**Data for this task**
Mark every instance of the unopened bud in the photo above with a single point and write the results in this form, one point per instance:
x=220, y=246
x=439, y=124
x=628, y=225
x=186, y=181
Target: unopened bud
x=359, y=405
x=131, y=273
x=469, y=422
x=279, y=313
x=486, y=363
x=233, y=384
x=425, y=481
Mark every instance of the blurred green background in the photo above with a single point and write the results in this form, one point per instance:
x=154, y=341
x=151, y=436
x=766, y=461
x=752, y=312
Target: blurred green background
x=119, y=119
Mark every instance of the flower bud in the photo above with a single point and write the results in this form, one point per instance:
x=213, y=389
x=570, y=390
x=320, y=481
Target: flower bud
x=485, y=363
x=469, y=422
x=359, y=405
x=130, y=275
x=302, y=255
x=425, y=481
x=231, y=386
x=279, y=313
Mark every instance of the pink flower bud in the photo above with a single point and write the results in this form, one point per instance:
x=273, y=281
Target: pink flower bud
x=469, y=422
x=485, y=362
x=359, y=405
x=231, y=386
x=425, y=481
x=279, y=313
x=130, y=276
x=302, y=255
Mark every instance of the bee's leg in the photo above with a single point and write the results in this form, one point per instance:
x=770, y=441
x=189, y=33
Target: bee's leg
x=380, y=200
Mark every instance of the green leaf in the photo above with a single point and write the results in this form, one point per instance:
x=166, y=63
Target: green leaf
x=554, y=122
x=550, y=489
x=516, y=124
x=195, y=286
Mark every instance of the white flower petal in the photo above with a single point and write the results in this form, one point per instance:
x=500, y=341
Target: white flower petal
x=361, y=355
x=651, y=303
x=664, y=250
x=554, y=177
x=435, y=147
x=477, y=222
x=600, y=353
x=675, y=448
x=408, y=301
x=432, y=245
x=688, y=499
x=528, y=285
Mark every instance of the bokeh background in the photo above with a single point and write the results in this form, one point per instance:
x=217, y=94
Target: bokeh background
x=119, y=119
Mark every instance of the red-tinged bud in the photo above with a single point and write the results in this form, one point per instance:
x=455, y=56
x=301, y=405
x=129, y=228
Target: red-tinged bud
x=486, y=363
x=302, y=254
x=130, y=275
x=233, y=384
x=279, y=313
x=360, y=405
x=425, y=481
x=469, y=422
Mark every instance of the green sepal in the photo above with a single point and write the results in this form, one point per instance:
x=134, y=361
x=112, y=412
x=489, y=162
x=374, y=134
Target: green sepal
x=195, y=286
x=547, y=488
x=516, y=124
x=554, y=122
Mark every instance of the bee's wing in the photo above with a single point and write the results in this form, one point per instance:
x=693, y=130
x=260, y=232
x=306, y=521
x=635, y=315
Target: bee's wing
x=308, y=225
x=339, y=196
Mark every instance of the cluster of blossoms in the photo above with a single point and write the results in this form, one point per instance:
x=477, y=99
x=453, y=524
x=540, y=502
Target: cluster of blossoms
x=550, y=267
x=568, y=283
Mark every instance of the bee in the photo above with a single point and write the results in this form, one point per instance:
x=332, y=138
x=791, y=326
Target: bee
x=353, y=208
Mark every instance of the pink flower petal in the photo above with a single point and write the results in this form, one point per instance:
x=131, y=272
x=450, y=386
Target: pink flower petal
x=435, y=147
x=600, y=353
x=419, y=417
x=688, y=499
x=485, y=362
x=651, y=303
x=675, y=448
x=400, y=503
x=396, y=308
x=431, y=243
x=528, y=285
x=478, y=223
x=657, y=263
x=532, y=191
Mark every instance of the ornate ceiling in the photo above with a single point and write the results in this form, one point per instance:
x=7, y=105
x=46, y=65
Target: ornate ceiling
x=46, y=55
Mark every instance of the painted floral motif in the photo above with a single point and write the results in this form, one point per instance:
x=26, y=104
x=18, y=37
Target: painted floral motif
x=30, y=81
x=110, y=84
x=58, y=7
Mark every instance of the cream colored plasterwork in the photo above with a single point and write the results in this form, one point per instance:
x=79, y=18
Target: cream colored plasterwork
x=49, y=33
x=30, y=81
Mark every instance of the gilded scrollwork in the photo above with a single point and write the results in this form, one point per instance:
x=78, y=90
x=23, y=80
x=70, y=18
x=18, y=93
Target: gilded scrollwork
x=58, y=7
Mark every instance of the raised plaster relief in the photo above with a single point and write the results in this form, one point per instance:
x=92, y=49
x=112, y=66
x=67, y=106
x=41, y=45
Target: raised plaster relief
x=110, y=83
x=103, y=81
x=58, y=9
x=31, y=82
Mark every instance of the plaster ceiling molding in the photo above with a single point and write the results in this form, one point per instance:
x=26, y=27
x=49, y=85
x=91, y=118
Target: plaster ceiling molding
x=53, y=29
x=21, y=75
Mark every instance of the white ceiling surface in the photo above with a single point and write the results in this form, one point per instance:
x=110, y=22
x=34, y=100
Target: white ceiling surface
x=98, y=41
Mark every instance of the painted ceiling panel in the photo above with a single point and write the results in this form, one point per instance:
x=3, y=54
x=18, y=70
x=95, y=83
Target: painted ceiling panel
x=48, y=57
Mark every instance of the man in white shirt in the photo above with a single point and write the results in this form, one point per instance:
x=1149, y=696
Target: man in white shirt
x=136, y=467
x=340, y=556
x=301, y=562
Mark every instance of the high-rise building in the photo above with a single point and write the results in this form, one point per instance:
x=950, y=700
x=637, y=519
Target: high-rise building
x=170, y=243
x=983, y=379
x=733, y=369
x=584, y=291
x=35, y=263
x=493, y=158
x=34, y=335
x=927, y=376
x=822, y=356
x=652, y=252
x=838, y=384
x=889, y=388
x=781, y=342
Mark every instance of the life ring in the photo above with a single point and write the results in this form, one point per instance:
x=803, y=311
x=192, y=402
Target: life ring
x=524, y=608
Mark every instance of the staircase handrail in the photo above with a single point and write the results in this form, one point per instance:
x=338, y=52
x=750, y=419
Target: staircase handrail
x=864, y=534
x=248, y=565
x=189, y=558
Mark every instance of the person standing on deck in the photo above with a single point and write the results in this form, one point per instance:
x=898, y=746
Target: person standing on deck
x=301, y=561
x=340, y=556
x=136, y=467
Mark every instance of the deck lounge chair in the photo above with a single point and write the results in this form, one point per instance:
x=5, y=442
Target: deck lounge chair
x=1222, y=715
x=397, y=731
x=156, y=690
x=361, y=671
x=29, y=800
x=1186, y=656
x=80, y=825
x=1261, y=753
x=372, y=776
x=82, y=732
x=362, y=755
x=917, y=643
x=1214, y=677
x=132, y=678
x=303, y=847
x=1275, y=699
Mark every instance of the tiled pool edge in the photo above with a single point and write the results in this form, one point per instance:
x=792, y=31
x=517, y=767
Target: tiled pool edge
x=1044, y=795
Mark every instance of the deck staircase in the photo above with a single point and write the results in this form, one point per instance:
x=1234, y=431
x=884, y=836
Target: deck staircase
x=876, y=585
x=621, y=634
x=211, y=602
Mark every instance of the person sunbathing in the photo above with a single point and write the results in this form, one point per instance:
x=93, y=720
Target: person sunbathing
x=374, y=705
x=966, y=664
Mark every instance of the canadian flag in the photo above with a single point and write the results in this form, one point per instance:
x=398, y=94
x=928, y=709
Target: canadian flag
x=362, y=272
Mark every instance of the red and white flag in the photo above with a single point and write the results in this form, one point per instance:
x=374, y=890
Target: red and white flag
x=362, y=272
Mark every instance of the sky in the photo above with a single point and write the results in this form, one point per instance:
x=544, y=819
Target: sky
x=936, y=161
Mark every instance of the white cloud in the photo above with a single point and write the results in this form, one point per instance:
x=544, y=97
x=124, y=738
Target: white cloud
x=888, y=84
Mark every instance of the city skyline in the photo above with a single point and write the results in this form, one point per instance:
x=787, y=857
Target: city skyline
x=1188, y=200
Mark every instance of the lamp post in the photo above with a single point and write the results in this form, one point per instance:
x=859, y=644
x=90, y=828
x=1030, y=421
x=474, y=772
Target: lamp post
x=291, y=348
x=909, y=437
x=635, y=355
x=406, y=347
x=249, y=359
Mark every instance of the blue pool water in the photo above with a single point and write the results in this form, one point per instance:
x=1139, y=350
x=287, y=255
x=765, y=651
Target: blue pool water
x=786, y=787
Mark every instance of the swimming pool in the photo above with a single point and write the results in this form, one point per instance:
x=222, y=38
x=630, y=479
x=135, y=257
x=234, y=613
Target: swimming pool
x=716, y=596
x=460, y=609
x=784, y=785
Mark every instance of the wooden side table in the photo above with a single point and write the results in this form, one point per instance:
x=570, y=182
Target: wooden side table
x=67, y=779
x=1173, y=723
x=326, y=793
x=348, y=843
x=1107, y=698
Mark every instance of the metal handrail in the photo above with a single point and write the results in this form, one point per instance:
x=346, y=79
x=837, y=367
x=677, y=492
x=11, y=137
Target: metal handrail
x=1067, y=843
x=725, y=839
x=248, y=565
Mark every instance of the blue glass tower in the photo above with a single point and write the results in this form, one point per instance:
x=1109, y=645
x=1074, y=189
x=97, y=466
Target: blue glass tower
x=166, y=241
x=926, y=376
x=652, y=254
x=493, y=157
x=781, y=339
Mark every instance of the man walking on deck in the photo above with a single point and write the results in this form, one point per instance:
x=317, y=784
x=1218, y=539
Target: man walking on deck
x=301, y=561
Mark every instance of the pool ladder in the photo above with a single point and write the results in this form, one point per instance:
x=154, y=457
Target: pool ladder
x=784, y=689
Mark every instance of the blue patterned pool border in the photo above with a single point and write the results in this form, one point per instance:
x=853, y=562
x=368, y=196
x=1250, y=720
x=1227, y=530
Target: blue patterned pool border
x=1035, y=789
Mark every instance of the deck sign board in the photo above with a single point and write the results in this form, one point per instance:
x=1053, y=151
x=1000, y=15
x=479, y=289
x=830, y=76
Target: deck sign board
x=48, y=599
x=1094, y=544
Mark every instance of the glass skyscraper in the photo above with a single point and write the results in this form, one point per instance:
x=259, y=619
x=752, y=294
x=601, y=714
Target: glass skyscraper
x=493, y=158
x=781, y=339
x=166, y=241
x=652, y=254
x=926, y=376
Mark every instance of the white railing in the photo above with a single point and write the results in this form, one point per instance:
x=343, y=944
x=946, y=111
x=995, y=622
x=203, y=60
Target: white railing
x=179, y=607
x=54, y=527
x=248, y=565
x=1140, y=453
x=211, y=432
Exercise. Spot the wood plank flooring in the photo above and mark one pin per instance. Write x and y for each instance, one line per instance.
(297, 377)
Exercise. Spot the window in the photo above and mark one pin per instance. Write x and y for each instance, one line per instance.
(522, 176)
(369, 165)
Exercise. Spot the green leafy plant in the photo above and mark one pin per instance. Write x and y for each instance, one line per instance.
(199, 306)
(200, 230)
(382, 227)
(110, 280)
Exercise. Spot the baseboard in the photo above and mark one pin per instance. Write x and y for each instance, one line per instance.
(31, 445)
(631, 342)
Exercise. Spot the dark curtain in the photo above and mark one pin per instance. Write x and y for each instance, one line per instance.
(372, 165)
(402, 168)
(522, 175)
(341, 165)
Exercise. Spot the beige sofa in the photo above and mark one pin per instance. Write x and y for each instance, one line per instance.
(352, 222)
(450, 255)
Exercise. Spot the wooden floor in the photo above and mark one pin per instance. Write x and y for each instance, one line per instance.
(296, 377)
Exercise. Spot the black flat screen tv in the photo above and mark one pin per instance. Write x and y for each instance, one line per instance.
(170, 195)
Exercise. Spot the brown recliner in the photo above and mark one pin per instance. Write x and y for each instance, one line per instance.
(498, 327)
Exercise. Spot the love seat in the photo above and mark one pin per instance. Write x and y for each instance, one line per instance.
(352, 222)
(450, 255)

**Exercise directions**
A verbatim transcription is needed of the lines above, starting at the line with "Target: staircase handrail" and ending at the line with "x=93, y=720", both included, and of nothing else.

**Written solution**
Target: staircase handrail
x=864, y=534
x=248, y=565
x=189, y=558
Mark every instance of the person standing on deck in the photo above with a single point and write the results in this form, one point per instance:
x=898, y=746
Target: person standing on deck
x=301, y=561
x=340, y=556
x=136, y=467
Mark every instance of the deck lounge chair in the photo above with a single point and write the results in this form, one point per instance:
x=5, y=442
Target: deck lounge chair
x=1222, y=715
x=397, y=731
x=156, y=690
x=361, y=671
x=29, y=800
x=1186, y=656
x=80, y=825
x=1261, y=753
x=372, y=776
x=82, y=732
x=362, y=755
x=917, y=643
x=1214, y=677
x=132, y=678
x=303, y=847
x=1275, y=699
Mark every instance of the tiled pool edge in the photo above with a single point and write the results in this form, one point per instance:
x=792, y=31
x=517, y=767
Target: tiled pool edge
x=1044, y=795
Mark every instance of the deck staircase in the photo above with a single point and write the results in this form, one point per instance:
x=1234, y=431
x=884, y=836
Target: deck staircase
x=876, y=585
x=621, y=634
x=211, y=602
Mark every instance of the person sunbathing in the photo above with a single point and write the results in this form, one point per instance:
x=93, y=720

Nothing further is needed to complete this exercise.